* Task to carry out:
When you retype the entries, keep each one exact and leave out the pictures.

* Provided material:

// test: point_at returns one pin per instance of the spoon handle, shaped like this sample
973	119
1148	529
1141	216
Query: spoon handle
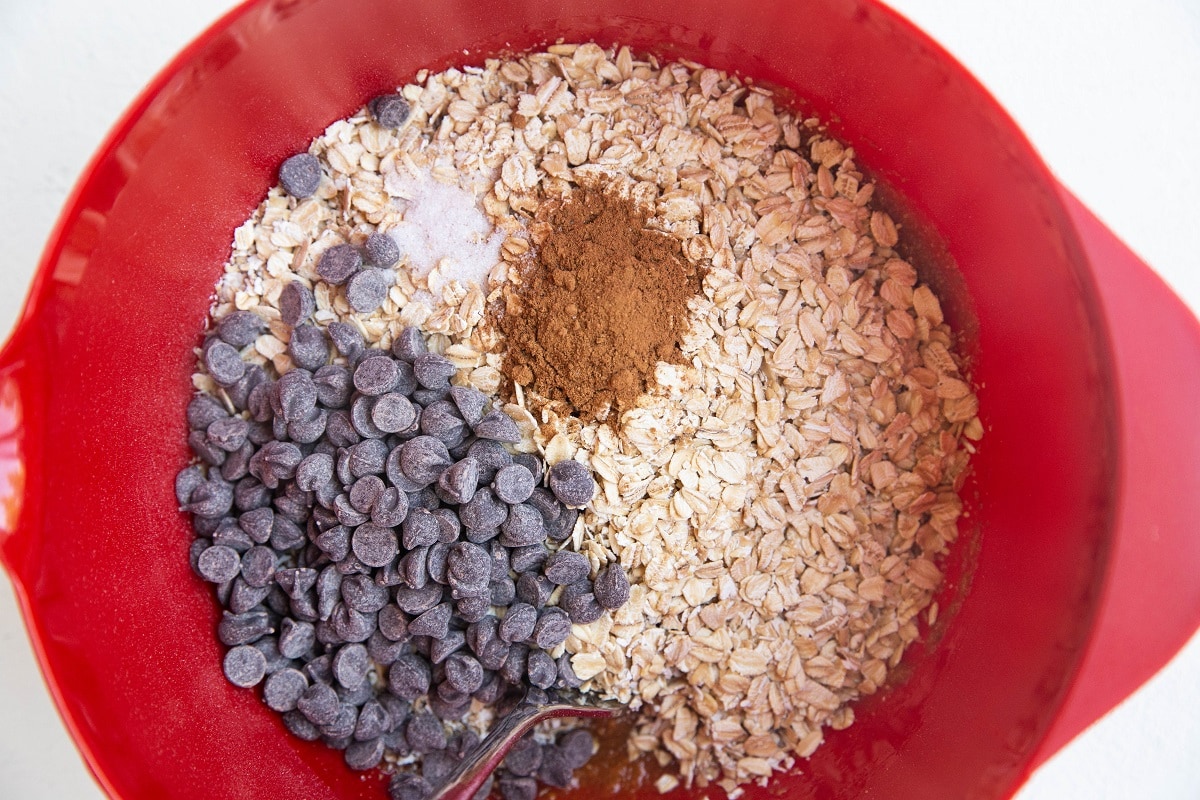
471	774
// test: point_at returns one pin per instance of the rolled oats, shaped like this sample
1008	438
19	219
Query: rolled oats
781	497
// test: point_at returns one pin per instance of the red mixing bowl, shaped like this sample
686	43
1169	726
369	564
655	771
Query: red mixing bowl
1079	576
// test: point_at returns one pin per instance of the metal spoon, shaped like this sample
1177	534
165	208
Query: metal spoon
471	774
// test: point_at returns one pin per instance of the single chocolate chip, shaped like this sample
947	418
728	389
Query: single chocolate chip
375	545
567	677
245	666
367	289
351	665
612	587
339	263
347	340
223	364
523	527
469	402
534	589
393	413
540	669
552	629
300	175
389	110
468	570
519	623
297	304
483	511
463	673
409	677
283	689
382	250
571	483
297	638
576	746
334	384
364	755
219	564
514	483
425	733
433	371
309	348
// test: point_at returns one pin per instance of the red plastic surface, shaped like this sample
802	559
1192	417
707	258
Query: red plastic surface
1151	603
97	376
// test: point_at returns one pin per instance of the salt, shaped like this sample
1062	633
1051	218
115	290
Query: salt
444	228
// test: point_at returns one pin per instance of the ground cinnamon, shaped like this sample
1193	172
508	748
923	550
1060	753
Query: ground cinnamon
601	301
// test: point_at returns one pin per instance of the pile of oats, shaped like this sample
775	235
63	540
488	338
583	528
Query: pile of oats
781	498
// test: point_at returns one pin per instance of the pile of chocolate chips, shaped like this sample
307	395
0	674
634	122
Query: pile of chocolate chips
383	558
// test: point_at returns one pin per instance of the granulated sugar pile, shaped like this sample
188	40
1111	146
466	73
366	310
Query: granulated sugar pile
783	491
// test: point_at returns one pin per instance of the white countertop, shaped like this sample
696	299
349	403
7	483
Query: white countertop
1089	82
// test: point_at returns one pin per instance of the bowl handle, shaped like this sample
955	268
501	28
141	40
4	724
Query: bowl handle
1151	601
16	371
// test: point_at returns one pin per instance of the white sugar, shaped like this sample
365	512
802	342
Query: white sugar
444	228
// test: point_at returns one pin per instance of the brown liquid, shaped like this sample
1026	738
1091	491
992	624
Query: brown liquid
610	773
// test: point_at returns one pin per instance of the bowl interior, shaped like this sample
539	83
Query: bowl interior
125	632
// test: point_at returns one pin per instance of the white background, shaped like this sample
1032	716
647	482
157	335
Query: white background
1109	91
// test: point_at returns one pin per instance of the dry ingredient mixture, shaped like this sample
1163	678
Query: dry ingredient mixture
603	302
779	491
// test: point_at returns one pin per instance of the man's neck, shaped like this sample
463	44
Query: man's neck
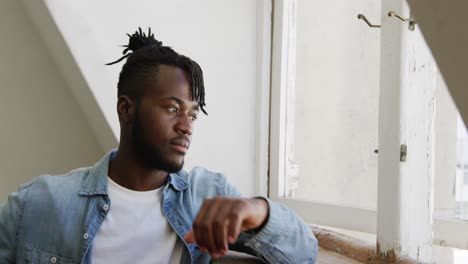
126	171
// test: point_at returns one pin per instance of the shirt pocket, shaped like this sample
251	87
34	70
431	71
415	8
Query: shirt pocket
35	256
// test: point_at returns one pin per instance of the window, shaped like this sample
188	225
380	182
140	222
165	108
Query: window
343	154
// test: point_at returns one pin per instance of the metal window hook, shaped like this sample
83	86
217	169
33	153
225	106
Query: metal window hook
411	21
363	17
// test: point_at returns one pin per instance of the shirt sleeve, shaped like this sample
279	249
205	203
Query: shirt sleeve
285	238
10	215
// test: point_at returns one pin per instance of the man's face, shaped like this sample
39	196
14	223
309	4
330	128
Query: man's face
163	121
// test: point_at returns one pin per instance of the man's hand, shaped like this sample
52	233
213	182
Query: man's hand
221	220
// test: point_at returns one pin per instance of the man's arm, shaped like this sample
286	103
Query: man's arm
255	226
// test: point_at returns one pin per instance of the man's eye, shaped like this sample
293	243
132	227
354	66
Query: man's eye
172	109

* Answer to this problem:
// test: point_at returns one pin per instance of the spoon handle, shaped like this sample
973	119
1148	529
1141	216
Query: spoon handle
471	774
// test: point_at returns one pin per instance of the rolled oats, shaped like this sample
1008	438
19	219
Query: rolled oats
781	497
// test: point_at returns one pin per instance of the red mixing bowl, shaped like this sample
686	43
1169	726
369	564
655	771
Query: red mixing bowl
1079	576
// test: point_at returns one pin per instance of the metal spoon, shaped like this sample
1177	534
165	208
Query: metal spoon
471	774
// test: point_at returns one pin per instance of the single chocolate chip, shaped like this sample
947	418
728	389
Query: single chocolate chip
375	545
567	677
245	666
367	289
351	665
612	587
339	263
347	340
223	364
523	527
469	402
534	589
393	413
540	669
552	629
300	175
389	110
468	570
519	623
297	304
483	511
463	673
409	677
283	689
382	250
571	483
297	638
576	746
334	384
364	755
219	564
514	483
425	733
433	371
309	348
// test: point_at returns one pin per instance of the red plastic surface, shaped like this sample
802	559
1192	417
707	258
Query: red plastic surface
1151	603
97	376
// test: point_at returns one pin per instance of the salt, shaped like this sample
1062	633
1051	218
115	290
Query: salt
444	228
// test: point_at returns one pin per instance of the ground cinnamon, shaped like this sample
1193	172
508	748
923	550
1060	753
Query: ground cinnamon
601	301
// test: point_at returns one pin per instance of the pile of oats, shaped like this sample
775	235
63	540
488	338
583	528
Query: pile of oats
781	498
// test: point_at returns one pin per instance of the pile of chocolate chips, shaped like this sample
307	395
0	674
634	122
Query: pile of chocolate chips
383	558
// test: point_at returns one pin per instance of the granulated sugar pile, shaped like this sample
188	40
1111	146
466	73
366	310
Query: granulated sugar pile
783	491
// test: point_at returns one pin per instance of the white countertop, shaped like this sample
696	299
349	403
7	483
Query: white countertop
1089	82
// test: point_at returns one pin per instance of the bowl handle, shaped like this sample
955	268
501	28
141	40
4	724
Query: bowl handle
1151	601
16	371
// test: point_at returns one pin per instance of the white sugar, shaped like this sample
365	512
802	342
Query: white sugar
444	228
// test: point_at returns one pin per instance of the brown liquid, shaped like this sample
1026	738
1091	491
992	624
Query: brown liquid
610	773
// test: point_at returns one pin per instance of the bowl interior, shaped like this sample
539	83
Query: bowl interior
125	632
// test: point_at returns one pin per instance of the white background, shaped like this sample
1032	716
647	482
157	335
Query: white background
1109	91
// test: point_at returns one pin per instance of the dry ingredient mixture, shaped like this sample
1163	678
Query: dry ingredient mixture
603	302
779	491
// test: point_at returns one pin per instance of the man's neck, shaped like this sample
463	44
Query: man's neck
126	171
// test: point_at returns one pin per instance of the shirt pocket, shaped like this sample
251	87
34	70
431	71
415	8
Query: shirt pocket
35	256
// test: point_at returns one pin per instance of the window, shaped like this sample
188	225
380	182
140	222
165	108
Query: window
343	154
// test: point_at returns one pin per instance of the metal window hook, shaped like this sample
83	86
217	169
33	153
225	106
Query: metal window hook
411	21
363	17
// test: point_at returns one pin per instance of the shirt sleeve, shaped like this sample
279	249
205	203
Query: shirt sleeve
285	238
10	215
// test: point_at returns one pin per instance of the man's face, shaped like this sample
39	196
14	223
309	4
330	128
Query: man's face
163	121
// test: point_at returns one pin per instance of the man's hand, shaped like this sample
52	233
213	182
Query: man's hand
221	220
// test: point_at returns one pin per instance of the man's arm, shaped like this sample
286	103
Query: man's arm
255	226
// test: point_at returns one pin per instance of the man's eye, shaped like this sample
293	243
132	227
354	66
Query: man's eye
172	109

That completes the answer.